I would have too, but my dad's already furious about my overspending yesterday, so... I can't really afford a new tank for him.  He's BEAUTIFUL though!


----------



## Capricorn (Sep 4, 2010)

fishman12 said:


> Lol---But how ever shall I baffle my new filter? And how is it better if they keep bumping in to them?


Pssh, bettas don't need baffles. (lololololololol)

This thread makes me smile.


----------



## sjones (Apr 28, 2010)

carpenter547 said:


> sadly customer information will quite often be rejected becuase sales people either personally know or thier computer tells them *computers are never wrong after all* that it is so.
> *no offence on next part just an example*
> 
> 3 guys black shaved heads driving a low rider wearing matching bandanas blasting rap flipping hyro/ air switches get pulled over infront of a drug drop house by a white cop. The vehicle is searched plain site and drugs are found.
> ...


this post needs to be removed asap!


----------



## dragonfair (Sep 21, 2010)

Oh, here's a great one! I "learned" today that heaters don't matter for a betta. "Why, you can freeze a betta solid and when he melts, he's just fine".

• **Records**:
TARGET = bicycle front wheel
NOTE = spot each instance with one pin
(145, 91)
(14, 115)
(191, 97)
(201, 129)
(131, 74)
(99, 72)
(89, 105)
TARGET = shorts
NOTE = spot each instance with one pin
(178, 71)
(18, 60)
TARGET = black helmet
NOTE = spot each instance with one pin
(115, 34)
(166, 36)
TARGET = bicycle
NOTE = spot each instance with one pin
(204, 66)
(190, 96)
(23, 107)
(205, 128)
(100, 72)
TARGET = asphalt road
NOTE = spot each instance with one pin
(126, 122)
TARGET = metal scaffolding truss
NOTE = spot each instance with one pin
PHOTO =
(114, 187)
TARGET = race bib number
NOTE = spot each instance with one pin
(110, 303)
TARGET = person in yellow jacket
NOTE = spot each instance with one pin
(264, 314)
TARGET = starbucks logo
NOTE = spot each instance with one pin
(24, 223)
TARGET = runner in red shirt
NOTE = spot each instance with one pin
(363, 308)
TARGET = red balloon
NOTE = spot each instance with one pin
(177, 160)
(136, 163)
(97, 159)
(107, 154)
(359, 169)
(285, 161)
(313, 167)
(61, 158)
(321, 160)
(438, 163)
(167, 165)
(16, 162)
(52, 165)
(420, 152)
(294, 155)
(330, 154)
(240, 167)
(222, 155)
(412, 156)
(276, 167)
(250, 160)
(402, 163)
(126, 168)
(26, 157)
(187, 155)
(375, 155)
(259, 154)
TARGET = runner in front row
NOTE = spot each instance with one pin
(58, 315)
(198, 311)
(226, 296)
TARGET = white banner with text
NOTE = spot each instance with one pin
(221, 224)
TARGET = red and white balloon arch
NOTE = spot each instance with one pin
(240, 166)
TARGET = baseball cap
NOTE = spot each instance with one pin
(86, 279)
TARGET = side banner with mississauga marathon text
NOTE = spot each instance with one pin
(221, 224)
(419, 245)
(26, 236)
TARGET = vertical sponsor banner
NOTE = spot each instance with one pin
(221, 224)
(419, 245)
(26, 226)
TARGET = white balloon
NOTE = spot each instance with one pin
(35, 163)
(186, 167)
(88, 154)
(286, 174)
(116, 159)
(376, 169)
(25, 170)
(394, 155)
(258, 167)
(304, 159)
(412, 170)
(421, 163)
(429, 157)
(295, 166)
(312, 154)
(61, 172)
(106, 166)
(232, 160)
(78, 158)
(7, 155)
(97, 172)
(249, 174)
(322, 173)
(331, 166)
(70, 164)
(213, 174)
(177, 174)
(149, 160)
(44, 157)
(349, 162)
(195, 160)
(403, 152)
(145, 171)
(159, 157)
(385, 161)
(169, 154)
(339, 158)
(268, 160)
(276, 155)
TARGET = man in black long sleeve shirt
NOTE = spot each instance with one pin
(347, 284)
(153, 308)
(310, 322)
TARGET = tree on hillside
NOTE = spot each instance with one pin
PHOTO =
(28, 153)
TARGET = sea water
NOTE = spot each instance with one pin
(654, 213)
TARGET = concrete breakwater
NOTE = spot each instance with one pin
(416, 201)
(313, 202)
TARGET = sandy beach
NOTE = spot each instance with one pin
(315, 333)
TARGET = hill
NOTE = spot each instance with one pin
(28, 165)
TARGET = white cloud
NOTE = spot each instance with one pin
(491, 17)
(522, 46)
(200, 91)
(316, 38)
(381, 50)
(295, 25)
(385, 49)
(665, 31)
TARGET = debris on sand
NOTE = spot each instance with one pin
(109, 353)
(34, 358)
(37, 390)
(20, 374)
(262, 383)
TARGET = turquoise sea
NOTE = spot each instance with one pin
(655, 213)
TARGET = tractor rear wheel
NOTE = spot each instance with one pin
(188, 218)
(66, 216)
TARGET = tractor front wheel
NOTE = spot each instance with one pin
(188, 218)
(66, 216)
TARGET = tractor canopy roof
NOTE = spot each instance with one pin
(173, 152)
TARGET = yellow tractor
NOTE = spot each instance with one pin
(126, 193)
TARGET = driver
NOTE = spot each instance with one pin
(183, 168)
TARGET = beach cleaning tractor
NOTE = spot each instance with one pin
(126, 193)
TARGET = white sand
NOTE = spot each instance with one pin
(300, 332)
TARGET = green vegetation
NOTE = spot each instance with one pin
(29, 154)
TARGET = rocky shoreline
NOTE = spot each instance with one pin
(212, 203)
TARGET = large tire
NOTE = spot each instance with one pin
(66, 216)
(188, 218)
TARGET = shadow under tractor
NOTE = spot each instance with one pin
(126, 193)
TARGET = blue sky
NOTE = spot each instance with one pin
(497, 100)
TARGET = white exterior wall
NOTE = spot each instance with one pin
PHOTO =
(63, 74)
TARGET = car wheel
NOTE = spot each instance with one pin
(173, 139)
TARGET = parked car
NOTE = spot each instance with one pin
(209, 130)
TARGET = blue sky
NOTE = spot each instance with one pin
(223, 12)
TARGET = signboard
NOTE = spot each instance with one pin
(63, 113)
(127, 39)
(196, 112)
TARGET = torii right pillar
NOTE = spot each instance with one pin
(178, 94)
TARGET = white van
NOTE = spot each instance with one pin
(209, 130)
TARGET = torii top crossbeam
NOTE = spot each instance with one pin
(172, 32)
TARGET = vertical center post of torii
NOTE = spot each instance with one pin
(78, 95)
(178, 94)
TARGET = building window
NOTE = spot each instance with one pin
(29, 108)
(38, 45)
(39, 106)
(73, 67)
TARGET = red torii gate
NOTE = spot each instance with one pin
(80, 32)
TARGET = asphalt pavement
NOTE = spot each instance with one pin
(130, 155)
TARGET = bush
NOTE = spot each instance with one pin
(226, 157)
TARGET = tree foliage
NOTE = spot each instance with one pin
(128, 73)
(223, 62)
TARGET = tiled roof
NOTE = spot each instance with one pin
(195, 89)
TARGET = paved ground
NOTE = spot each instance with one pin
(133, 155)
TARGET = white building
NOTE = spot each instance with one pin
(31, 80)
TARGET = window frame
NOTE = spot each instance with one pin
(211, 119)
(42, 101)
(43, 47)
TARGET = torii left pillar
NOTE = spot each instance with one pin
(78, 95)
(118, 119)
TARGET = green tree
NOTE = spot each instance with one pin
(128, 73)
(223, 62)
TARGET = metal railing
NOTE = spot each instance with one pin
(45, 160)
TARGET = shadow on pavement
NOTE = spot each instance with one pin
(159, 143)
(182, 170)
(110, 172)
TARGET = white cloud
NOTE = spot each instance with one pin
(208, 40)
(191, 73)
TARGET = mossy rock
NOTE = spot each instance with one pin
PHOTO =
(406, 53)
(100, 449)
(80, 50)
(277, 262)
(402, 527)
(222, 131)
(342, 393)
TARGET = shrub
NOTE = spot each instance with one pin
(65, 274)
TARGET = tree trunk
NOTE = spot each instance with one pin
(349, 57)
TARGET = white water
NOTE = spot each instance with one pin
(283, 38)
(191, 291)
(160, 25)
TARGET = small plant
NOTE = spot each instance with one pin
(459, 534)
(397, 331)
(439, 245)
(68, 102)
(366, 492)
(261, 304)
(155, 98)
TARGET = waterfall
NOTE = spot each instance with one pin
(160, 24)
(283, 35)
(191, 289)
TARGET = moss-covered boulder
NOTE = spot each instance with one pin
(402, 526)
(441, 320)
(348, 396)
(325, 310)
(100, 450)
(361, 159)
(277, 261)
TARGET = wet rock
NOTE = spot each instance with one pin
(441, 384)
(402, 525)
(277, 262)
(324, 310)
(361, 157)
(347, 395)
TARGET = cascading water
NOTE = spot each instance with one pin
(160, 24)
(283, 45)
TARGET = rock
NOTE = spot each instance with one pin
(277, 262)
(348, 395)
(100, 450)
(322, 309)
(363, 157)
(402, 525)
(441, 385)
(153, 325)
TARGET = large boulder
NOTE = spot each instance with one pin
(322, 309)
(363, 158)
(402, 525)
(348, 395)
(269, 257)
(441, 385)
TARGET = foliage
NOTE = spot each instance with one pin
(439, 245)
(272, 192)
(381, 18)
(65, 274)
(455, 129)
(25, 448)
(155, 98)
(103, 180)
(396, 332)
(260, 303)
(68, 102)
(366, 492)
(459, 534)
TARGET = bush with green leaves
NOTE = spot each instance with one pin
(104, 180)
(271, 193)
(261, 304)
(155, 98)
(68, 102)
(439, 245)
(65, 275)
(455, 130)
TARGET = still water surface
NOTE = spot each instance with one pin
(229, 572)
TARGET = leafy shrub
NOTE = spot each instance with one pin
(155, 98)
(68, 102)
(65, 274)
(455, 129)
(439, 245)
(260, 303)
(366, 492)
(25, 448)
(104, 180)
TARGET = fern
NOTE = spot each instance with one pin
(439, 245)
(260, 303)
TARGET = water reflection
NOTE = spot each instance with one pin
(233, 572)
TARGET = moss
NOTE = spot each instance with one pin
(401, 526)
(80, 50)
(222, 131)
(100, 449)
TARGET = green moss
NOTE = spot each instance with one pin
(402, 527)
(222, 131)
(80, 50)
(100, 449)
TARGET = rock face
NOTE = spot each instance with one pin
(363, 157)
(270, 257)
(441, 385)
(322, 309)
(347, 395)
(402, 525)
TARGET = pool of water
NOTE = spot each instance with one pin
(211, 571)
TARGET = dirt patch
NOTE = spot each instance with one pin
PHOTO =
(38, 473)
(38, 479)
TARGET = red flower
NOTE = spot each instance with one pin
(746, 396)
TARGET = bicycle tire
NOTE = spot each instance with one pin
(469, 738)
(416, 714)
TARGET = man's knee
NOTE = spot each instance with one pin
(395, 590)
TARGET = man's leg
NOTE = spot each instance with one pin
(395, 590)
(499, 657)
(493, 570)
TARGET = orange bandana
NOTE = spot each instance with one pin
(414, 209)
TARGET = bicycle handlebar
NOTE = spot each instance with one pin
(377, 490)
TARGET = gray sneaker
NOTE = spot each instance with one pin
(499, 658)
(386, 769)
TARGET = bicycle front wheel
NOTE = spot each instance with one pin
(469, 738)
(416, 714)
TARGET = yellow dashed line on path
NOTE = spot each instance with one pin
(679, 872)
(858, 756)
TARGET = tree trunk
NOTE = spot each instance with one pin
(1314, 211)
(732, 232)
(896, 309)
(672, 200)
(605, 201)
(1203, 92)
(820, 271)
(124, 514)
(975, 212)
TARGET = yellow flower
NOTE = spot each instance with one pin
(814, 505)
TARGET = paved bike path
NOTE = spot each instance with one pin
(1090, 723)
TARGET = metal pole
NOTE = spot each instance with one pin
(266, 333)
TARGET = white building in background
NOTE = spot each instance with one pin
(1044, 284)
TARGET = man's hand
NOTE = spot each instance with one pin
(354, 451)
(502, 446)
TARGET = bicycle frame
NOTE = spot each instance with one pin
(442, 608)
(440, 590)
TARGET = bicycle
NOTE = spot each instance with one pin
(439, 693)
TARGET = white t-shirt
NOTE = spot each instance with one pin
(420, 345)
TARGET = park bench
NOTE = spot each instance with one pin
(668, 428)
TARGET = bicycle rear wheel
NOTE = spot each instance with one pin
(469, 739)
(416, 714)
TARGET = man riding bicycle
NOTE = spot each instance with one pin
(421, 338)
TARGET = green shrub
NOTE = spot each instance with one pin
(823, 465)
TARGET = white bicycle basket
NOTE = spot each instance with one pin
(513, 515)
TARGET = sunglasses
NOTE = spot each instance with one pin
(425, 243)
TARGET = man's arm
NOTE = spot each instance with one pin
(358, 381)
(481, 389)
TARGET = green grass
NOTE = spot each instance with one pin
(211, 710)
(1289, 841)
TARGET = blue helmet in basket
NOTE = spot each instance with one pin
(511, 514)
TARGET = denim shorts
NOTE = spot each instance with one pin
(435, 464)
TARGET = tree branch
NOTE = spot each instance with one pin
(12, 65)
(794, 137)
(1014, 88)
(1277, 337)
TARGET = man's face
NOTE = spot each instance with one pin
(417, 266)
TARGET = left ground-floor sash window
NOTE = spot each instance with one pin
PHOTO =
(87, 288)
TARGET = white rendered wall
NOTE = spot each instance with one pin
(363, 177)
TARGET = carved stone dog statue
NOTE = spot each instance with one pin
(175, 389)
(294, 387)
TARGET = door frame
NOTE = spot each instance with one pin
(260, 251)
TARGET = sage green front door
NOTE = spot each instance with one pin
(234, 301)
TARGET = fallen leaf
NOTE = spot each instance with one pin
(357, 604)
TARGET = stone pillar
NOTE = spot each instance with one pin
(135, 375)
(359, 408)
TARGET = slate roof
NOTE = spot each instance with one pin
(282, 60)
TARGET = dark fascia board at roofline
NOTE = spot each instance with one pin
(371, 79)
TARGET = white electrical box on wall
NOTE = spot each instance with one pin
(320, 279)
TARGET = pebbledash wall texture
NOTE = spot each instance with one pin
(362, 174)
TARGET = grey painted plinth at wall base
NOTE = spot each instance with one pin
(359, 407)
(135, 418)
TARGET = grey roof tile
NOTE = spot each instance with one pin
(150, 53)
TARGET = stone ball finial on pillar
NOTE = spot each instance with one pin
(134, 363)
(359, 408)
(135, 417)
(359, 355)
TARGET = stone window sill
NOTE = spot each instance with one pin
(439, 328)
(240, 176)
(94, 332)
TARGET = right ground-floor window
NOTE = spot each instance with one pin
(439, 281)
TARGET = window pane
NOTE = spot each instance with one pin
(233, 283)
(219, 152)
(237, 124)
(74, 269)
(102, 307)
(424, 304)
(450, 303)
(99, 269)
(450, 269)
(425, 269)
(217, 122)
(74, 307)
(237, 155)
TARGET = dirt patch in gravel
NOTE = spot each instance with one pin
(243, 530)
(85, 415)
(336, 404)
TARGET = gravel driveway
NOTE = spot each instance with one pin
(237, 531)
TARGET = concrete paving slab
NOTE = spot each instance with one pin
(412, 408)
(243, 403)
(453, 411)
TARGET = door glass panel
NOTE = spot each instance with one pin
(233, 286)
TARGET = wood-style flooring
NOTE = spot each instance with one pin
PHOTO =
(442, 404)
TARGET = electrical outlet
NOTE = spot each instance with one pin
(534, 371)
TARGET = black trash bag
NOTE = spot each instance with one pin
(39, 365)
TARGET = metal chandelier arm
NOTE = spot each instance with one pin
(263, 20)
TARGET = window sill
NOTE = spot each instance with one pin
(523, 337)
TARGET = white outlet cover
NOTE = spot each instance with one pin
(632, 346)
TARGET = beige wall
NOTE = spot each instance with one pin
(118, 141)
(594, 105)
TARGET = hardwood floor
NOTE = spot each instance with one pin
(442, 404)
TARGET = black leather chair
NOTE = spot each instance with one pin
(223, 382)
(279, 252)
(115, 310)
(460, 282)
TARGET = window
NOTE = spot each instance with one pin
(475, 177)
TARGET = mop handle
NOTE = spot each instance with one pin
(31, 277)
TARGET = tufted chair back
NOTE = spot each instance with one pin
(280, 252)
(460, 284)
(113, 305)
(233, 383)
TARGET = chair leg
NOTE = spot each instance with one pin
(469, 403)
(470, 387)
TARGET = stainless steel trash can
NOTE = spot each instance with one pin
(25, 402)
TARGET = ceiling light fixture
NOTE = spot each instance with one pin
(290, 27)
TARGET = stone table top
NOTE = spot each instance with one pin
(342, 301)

• **Set task**: Retype the part of the forum thread starting with "## sjones (Apr" and going on through "drugs are found.". Rely only on the forum thread for this work.

• **Answer to the exercise**:
## sjones (Apr 28, 2010)

carpenter547 said:


> sadly customer information will quite often be rejected becuase sales people either personally know or thier computer tells them *computers are never wrong after all* that it is so.
> *no offence on next part just an example*
> 
> 3 guys black shaved heads driving a low rider wearing matching bandanas blasting rap flipping hyro/ air switches get pulled over infront of a drug drop house by a white cop. The vehicle is searched plain site and drugs are found.